EXERCISE AIM:
Would you please repeat the data that follows, exactly as it reads?

[Data records]

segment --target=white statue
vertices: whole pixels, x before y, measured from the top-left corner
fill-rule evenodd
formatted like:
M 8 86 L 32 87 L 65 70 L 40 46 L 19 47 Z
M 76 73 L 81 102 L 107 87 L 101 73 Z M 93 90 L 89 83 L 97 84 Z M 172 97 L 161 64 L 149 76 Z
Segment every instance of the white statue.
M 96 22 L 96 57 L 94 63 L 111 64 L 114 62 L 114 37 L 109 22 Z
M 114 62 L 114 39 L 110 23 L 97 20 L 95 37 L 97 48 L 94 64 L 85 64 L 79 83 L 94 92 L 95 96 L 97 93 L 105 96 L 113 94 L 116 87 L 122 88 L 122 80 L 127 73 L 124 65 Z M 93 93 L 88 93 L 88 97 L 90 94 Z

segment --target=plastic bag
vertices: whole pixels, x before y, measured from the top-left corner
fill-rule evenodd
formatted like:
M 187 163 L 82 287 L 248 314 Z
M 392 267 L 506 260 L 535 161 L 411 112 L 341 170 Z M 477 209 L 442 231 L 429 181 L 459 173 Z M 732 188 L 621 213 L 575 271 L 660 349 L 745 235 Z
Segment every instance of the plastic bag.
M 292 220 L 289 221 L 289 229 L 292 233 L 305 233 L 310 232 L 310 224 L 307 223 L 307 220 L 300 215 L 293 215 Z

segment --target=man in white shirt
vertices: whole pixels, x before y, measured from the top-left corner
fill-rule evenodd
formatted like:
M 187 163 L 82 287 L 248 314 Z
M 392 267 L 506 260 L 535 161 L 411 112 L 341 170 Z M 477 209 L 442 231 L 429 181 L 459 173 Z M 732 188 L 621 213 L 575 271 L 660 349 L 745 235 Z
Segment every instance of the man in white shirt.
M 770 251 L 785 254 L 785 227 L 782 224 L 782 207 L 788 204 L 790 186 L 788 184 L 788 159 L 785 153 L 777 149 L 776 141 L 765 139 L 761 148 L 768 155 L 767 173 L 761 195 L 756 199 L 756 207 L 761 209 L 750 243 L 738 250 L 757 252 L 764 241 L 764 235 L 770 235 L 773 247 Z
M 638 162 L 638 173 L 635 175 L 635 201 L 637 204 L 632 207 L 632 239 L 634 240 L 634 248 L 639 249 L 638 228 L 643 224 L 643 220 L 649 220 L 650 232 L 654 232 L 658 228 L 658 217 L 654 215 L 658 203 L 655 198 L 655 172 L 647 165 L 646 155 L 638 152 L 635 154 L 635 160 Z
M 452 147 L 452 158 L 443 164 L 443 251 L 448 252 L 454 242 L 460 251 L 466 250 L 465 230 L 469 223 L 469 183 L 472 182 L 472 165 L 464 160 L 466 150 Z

SOLVED PROBLEM:
segment --target=white statue
vertices: whole pixels, x before y, measured from the top-left corner
fill-rule evenodd
formatted like:
M 8 86 L 32 87 L 65 70 L 40 46 L 19 47 Z
M 76 73 L 81 102 L 107 87 L 101 73 Z M 93 90 L 89 83 L 97 84 Z M 172 97 L 161 64 L 149 76 Z
Segment every instance of the white statue.
M 96 22 L 96 57 L 94 63 L 111 64 L 114 62 L 114 37 L 109 22 Z
M 114 62 L 114 39 L 110 23 L 97 20 L 95 37 L 97 48 L 94 64 L 85 64 L 79 83 L 94 92 L 95 96 L 97 93 L 105 96 L 113 94 L 116 87 L 122 88 L 122 80 L 127 73 L 124 65 Z M 93 93 L 88 93 L 88 97 L 90 94 Z

segment --target=plastic bag
vertices: whole pixels, x before y, measured from the top-left corner
fill-rule evenodd
formatted like:
M 187 163 L 82 287 L 248 314 Z
M 392 267 L 506 260 L 535 161 L 411 112 L 341 170 Z M 477 209 L 442 231 L 429 181 L 459 173 Z M 732 188 L 621 213 L 575 271 L 660 349 L 745 235 Z
Segment every instance of the plastic bag.
M 292 220 L 289 221 L 289 229 L 292 233 L 305 233 L 310 232 L 310 224 L 307 223 L 307 220 L 300 215 L 293 215 Z

segment --target=man in white shirt
vertices: whole pixels, x before y, measured from the top-left corner
fill-rule evenodd
formatted like:
M 187 163 L 82 287 L 248 314 Z
M 392 267 L 506 260 L 535 161 L 411 112 L 341 170 Z M 477 209 L 442 231 L 429 181 L 459 173 Z M 732 188 L 621 213 L 575 271 L 660 349 L 745 235 Z
Segment every instance of the man in white shirt.
M 770 251 L 785 254 L 785 227 L 782 224 L 782 207 L 788 204 L 790 186 L 788 184 L 788 159 L 785 153 L 777 149 L 776 141 L 765 139 L 761 148 L 768 155 L 767 173 L 761 195 L 756 199 L 756 207 L 761 209 L 750 243 L 738 250 L 757 252 L 764 241 L 764 235 L 770 235 L 773 247 Z
M 638 162 L 638 173 L 635 175 L 635 201 L 637 204 L 632 207 L 632 239 L 634 240 L 634 248 L 639 249 L 638 228 L 643 224 L 643 220 L 649 220 L 650 232 L 654 232 L 658 228 L 658 217 L 654 215 L 658 203 L 655 198 L 655 172 L 647 165 L 646 155 L 638 152 L 635 154 L 635 160 Z
M 452 147 L 452 158 L 443 164 L 443 251 L 448 252 L 454 242 L 460 251 L 466 250 L 465 230 L 469 223 L 469 183 L 472 182 L 472 165 L 464 160 L 466 150 Z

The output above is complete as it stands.